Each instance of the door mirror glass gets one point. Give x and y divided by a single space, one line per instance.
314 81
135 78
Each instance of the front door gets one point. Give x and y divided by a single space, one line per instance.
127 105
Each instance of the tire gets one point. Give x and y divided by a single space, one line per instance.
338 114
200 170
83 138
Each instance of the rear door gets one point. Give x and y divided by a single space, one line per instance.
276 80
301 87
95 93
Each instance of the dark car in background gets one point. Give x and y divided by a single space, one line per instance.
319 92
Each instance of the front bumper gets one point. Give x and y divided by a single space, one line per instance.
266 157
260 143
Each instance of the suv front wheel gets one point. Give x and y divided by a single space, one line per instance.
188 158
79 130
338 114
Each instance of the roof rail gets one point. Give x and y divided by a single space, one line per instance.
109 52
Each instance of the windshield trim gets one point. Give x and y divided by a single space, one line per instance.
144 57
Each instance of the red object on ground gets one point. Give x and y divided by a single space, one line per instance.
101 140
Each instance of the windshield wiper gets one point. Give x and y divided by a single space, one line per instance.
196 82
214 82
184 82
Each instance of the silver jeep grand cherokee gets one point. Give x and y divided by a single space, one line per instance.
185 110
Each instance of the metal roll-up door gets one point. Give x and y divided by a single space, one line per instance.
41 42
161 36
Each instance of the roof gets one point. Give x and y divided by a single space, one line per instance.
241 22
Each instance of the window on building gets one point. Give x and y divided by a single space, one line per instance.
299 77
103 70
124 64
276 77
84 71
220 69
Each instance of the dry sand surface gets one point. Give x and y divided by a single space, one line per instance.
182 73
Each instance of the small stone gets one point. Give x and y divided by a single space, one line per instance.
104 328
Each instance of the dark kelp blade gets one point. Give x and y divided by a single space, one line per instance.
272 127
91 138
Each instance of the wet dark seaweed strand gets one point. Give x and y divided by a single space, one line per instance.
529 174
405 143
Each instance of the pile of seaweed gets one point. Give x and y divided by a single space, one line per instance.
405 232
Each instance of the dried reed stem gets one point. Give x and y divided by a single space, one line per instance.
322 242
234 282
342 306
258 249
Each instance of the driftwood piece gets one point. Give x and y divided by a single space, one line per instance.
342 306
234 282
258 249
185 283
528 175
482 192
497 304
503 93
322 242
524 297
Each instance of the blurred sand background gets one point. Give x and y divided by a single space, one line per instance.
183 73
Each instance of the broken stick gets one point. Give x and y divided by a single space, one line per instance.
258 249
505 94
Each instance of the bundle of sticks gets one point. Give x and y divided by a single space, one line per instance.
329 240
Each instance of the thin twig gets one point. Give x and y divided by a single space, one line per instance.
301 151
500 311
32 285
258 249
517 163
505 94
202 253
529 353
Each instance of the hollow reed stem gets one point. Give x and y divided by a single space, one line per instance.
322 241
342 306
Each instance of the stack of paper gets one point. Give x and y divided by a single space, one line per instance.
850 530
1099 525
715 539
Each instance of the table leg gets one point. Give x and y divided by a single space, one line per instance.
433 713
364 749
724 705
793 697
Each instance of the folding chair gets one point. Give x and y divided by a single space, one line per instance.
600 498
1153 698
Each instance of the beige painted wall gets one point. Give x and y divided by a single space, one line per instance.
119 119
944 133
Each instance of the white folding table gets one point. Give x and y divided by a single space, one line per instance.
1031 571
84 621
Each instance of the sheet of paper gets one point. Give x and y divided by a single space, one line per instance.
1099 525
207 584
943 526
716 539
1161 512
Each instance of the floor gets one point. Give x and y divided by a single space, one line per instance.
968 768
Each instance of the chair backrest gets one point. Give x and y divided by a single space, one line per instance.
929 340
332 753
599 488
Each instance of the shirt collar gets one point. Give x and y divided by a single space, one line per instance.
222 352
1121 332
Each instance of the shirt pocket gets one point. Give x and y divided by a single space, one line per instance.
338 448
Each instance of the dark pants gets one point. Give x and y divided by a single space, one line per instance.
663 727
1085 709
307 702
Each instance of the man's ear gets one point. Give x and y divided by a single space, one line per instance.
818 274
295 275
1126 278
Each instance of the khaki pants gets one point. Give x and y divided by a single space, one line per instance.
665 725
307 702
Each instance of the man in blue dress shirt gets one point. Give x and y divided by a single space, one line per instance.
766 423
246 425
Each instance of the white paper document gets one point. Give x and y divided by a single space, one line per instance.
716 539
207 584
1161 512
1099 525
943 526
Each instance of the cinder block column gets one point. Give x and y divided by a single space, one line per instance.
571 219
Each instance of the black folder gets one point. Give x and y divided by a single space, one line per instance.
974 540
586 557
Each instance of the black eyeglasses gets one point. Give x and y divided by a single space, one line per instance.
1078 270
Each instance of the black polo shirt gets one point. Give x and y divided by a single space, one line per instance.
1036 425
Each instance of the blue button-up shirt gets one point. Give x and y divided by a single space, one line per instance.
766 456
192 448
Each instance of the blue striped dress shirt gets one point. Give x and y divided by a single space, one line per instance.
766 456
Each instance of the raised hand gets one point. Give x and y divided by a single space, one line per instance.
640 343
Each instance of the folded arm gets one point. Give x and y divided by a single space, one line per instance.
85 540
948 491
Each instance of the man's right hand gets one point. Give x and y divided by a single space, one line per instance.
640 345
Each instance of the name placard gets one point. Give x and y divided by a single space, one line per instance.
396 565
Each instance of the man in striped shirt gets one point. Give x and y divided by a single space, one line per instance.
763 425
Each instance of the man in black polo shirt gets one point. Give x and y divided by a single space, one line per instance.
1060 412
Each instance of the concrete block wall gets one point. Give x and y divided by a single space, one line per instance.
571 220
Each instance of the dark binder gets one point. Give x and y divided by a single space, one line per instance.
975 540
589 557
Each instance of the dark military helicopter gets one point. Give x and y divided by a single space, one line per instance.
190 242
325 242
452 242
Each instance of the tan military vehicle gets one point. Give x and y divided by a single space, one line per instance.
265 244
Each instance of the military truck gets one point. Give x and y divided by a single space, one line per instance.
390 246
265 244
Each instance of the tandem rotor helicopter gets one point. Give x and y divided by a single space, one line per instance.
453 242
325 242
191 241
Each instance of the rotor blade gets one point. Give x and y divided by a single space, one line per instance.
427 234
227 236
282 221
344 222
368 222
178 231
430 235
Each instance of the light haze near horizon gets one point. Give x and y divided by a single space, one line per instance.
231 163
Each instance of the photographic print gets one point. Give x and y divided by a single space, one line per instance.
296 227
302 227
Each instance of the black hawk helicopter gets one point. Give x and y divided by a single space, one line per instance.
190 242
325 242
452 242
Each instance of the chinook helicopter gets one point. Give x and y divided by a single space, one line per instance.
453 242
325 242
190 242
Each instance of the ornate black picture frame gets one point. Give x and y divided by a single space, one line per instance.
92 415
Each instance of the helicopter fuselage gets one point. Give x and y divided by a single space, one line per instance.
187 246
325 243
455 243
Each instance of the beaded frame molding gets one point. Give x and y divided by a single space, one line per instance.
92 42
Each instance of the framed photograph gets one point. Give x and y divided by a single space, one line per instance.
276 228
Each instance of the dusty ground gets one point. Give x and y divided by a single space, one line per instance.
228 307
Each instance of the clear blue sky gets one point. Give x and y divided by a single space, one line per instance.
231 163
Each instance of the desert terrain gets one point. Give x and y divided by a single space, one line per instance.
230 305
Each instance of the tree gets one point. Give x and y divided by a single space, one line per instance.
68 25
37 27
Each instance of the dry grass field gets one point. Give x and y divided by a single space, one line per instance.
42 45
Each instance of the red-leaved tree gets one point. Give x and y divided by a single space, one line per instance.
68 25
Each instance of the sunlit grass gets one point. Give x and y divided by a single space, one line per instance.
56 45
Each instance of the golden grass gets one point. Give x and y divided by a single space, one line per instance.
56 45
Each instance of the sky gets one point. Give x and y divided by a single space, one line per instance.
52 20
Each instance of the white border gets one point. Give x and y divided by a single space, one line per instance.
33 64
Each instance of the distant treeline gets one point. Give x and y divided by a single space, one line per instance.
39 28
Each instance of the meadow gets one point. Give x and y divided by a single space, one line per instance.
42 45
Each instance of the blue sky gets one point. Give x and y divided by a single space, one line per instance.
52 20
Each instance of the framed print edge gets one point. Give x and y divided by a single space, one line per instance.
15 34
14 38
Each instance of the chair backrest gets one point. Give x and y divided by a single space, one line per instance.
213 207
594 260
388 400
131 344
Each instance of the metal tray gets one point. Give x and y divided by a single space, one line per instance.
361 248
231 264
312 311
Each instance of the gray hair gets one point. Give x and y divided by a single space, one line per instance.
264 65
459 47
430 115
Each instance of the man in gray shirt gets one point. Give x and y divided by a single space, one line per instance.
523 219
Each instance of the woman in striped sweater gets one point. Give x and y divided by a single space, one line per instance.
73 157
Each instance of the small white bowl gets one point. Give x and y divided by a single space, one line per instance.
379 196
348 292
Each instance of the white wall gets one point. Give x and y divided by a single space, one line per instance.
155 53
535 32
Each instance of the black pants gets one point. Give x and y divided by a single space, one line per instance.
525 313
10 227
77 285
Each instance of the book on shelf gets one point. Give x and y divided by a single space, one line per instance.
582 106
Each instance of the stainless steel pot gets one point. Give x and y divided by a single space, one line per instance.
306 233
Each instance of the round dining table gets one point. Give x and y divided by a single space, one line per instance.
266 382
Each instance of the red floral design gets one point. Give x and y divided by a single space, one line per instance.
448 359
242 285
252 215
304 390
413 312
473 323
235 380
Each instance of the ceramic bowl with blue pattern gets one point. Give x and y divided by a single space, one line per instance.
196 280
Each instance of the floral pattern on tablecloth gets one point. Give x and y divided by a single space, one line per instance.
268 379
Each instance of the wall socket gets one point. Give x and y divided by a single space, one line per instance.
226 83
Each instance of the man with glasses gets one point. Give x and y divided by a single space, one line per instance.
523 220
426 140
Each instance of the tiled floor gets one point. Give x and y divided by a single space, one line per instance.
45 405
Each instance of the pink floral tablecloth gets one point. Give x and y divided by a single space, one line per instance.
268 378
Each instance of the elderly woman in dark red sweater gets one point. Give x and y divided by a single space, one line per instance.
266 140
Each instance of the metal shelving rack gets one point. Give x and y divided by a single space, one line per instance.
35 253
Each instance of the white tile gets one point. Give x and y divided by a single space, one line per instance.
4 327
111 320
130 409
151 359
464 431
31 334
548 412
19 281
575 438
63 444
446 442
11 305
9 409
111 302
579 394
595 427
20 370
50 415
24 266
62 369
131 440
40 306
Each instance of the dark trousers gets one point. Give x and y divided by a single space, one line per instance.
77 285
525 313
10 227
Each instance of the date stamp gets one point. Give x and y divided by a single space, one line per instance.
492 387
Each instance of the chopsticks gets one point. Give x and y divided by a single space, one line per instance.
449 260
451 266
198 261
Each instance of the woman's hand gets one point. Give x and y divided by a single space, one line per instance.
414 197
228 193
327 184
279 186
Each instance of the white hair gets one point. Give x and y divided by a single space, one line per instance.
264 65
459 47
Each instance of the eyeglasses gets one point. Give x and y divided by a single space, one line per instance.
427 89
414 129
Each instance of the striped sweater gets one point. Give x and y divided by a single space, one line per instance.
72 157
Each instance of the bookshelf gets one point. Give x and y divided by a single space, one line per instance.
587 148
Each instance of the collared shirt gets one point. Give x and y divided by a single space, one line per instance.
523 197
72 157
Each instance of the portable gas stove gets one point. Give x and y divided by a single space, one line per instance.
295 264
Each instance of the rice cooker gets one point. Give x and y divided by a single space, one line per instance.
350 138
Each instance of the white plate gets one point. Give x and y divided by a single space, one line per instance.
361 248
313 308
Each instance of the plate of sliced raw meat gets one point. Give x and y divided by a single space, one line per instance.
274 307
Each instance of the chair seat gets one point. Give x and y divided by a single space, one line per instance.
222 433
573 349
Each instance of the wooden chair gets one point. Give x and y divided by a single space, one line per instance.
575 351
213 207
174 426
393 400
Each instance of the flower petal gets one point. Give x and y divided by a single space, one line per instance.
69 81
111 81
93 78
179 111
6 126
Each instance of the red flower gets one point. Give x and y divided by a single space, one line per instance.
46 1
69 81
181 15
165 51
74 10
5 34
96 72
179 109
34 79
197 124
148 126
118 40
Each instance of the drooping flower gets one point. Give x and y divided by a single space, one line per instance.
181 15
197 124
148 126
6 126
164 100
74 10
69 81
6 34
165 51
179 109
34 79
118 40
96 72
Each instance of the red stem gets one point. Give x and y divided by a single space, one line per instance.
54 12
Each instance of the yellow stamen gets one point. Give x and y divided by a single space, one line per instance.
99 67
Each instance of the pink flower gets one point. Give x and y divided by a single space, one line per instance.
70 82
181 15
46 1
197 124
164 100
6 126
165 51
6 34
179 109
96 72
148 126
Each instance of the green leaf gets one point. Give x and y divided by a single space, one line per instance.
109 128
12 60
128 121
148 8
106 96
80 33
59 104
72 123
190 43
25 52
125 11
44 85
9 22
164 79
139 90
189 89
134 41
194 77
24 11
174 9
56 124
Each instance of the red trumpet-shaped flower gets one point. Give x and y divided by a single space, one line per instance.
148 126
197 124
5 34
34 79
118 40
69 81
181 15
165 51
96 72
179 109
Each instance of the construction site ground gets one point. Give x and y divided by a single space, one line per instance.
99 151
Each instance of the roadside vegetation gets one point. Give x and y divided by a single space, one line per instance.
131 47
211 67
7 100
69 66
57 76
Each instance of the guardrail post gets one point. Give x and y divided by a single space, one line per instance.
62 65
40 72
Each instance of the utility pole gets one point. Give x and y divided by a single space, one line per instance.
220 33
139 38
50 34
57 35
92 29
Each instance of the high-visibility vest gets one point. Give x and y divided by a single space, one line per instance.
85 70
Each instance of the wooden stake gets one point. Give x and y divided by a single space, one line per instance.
----------
Exercise task
Nothing but the lines from the one with "Each instance of the red stem" through the last line should be repeated, each exactly as it stands.

Finished exercise
Each instance of the red stem gets one point. Give x and y divided by a single space, one line per instance.
54 12
Each instance of the yellow stamen gets one point. Give x and y divided by a single space, one line per instance.
99 67
Each instance of the pink flower gets one point. Give x and y divided by a single space, one line per instance.
70 82
181 15
46 1
197 124
164 100
6 126
165 51
6 34
179 109
96 72
148 126
Each instance of the green leaf gets one point. Give x and y divided by a single space, one line per instance.
109 128
12 60
128 121
148 8
106 96
80 33
59 104
72 123
190 43
25 52
125 11
44 85
9 22
164 79
139 90
189 89
134 41
194 77
24 11
174 9
56 124
Each instance of the red trumpet-shaped flower gets one point. Give x and y divided by a single space, one line per instance.
148 126
197 124
5 34
34 79
118 40
69 81
181 15
165 51
96 72
179 109
Each instance of the construction site ground gets one point. Give x and y divided by a single space, one line per instance.
99 151
Each instance of the roadside vegetation gets one point. Give x and y divided by a single space, one line per instance.
131 47
211 67
7 100
69 66
57 76
Each instance of the guardrail post gets one point. Give x and y divided by a single space, one line per instance.
62 65
40 72
Each instance of the utility pole gets one point. Give x and y divided by a single space, one line per instance.
220 33
139 38
50 34
57 35
92 29
Each instance of the high-visibility vest gets one point. Give x and y divided by a single space, one line per instance.
85 70
Each instance of the wooden stake gets one point. Give x and y divided by a single space, one line per instance.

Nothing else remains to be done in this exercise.